## PASSAGE:
Wildfire spreads slower than generative AI does right now.
Take just ChatGPT. Many of its users wonder: can we use it to make progress on deep technical or scientific questions? Can it do R&D? It can already answer many questions better than Google.
Except, ChatGPT models language itself. It was trained to predict and generate the next word in a sentence. It understands the nuances of language, with unknown emergent capabilities -- but it wasn't designed for deep scientific or engineering concepts, experimental methods, or more importantly, skepticism in general.
R&D is a systematic and iterative process of developing new technology. Entire academic journals focus on R&D methodology. Hypothesis-testing, data analysis, experimental design -- questioning the data, its interpretation, generating alternative hypotheses, integrating with conjectures and theories outside the immediate context -- all these are central to R&D. And all live outside ChatGPT's training data and intended function.
In short: what's missing? The ability to analyze an idea with skepticism.

## GIVEN RECORDS:
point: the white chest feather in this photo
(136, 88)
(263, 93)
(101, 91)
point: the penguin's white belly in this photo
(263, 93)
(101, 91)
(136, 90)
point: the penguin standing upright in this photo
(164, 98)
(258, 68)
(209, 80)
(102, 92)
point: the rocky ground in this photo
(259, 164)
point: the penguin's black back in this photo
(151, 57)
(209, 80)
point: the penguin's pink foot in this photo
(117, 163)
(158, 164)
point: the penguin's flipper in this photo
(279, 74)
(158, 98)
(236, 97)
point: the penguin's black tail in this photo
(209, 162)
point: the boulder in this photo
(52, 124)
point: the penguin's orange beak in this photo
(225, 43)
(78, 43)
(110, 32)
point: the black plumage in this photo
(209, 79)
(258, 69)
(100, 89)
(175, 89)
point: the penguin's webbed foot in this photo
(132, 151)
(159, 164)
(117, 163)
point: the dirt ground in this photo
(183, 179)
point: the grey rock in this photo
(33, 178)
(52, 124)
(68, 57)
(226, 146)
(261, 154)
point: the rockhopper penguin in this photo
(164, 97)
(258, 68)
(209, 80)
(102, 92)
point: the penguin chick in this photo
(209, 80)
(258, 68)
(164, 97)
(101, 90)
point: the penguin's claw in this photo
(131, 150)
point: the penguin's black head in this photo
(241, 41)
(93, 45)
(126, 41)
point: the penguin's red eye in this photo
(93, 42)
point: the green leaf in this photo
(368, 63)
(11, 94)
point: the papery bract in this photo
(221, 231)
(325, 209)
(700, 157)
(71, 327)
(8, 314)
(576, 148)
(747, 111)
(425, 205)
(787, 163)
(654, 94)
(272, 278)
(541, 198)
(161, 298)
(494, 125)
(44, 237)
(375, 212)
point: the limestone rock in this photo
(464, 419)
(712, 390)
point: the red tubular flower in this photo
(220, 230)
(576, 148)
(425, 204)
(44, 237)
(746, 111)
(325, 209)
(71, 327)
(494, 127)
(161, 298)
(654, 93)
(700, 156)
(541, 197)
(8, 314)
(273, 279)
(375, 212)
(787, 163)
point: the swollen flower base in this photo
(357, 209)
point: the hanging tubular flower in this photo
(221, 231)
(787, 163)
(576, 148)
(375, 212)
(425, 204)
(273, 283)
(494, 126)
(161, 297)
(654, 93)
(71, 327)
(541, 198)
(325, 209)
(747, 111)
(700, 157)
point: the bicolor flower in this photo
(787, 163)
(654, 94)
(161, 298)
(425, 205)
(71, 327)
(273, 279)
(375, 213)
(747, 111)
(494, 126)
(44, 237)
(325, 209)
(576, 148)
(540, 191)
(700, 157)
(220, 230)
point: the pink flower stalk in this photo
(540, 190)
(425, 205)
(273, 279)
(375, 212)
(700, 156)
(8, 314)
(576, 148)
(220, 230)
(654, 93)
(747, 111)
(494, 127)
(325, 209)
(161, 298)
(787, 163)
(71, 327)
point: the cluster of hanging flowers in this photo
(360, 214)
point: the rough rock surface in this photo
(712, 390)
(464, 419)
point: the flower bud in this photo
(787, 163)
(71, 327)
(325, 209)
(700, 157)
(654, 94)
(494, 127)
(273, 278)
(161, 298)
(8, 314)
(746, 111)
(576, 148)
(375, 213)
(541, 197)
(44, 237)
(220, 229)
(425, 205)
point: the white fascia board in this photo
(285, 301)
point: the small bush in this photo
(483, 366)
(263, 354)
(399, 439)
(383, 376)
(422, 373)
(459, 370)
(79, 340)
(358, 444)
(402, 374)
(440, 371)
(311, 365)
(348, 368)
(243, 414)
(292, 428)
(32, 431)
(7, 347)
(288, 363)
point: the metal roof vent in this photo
==
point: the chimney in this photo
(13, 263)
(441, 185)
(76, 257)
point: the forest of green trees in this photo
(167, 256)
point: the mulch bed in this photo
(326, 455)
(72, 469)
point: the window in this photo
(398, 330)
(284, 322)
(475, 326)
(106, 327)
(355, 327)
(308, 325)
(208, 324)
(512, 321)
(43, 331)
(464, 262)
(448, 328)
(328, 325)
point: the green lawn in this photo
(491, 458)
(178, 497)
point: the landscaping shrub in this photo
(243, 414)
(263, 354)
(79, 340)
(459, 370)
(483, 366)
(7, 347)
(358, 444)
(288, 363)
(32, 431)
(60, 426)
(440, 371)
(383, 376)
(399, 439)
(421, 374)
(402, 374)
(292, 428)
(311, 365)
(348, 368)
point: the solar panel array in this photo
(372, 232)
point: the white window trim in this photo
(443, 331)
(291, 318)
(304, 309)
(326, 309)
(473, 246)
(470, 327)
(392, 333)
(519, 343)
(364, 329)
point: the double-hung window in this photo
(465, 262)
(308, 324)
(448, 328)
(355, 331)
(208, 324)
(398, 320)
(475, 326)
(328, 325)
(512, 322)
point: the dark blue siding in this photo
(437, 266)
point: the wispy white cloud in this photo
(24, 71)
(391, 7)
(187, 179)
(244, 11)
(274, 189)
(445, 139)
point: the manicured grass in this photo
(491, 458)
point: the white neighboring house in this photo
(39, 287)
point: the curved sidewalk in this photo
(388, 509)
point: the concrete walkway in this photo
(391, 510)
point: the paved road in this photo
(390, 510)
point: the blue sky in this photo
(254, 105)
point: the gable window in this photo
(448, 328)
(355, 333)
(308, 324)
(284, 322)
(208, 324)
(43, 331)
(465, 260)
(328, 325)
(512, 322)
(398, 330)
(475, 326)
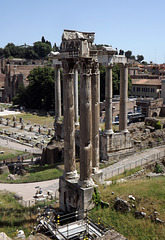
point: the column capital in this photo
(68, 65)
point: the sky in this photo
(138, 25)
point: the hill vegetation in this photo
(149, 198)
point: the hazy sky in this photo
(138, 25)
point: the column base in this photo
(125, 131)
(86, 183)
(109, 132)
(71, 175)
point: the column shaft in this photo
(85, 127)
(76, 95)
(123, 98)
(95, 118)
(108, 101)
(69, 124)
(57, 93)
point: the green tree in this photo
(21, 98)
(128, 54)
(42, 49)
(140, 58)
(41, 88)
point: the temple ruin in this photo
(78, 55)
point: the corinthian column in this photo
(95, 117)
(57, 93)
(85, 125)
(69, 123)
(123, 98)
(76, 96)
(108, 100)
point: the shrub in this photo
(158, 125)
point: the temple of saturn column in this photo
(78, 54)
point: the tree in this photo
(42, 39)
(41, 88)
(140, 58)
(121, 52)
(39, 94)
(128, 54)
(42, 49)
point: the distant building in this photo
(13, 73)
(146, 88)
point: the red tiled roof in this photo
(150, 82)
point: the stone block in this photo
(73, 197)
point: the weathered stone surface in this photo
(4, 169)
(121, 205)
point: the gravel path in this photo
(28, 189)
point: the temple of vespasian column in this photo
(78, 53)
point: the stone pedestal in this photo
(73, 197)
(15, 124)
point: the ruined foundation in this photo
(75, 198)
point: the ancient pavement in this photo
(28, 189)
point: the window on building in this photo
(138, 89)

## WORK INSTRUCTION A:
Rewrite the ChatGPT and R&D text between "Wildfire spreads slower" and "skepticism in general.", inclusive, putting "a search engine" in place of "Google".
## WORK INSTRUCTION B:
Extend the text on ChatGPT and R&D, picking up after its last sentence.
The rows have no connection to the text about ChatGPT and R&D.

## EXERCISE OUTPUT A:
Wildfire spreads slower than generative AI does right now.
Take just ChatGPT. Many of its users wonder: can we use it to make progress on deep technical or scientific questions? Can it do R&D? It can already answer many questions better than a search engine.
Except, ChatGPT models language itself. It was trained to predict and generate the next word in a sentence. It understands the nuances of language, with unknown emergent capabilities -- but it wasn't designed for deep scientific or engineering concepts, experimental methods, or more importantly, skepticism in general.

## EXERCISE OUTPUT B:
Generative AI conflicts with skepticism
Because it is generative, its skills are almost the opposite of skepticism. The point is to generate output, not to determine the truth. Like all generative AI, it will confidently hallucinate false results in an articulate way. For its intended use cases, even with hallucination potential, it can still yield a significant amount of value. Large efforts are underway to improve accuracy and get the model to check facts as well as indicate its uncertainty.
R&D however requires both idea generation and idea destruction. AI efforts thus far have not achieved GPT-level quality for the latter.
So even though language embraces all of science and technology, the system was trained for language understanding and generation, not the actual underlying concepts. As with countless verticals, generative AI can serve as an ideation tool. As Dave Vennergrund, Vice President of AI and Data Insights at General Dynamics pointed out:
"No matter the tool, AI will always be an accelerator and a quality enhancer, but it will never be able to give us answers to every imaginable problem. There will always be a market for human ingenuity, and when it is combined with technology like AI and others, we really start to delve into the art of the possible."
Combine with the context-jumping ability of human brains. We can synthesize ideas from different contexts beyond the current capabilities of any machine learning model. However, even human brains initially struggle with blending two ideas from different contexts. Generative AI can get the gears going – especially when it comes to commercializing the results of R&D.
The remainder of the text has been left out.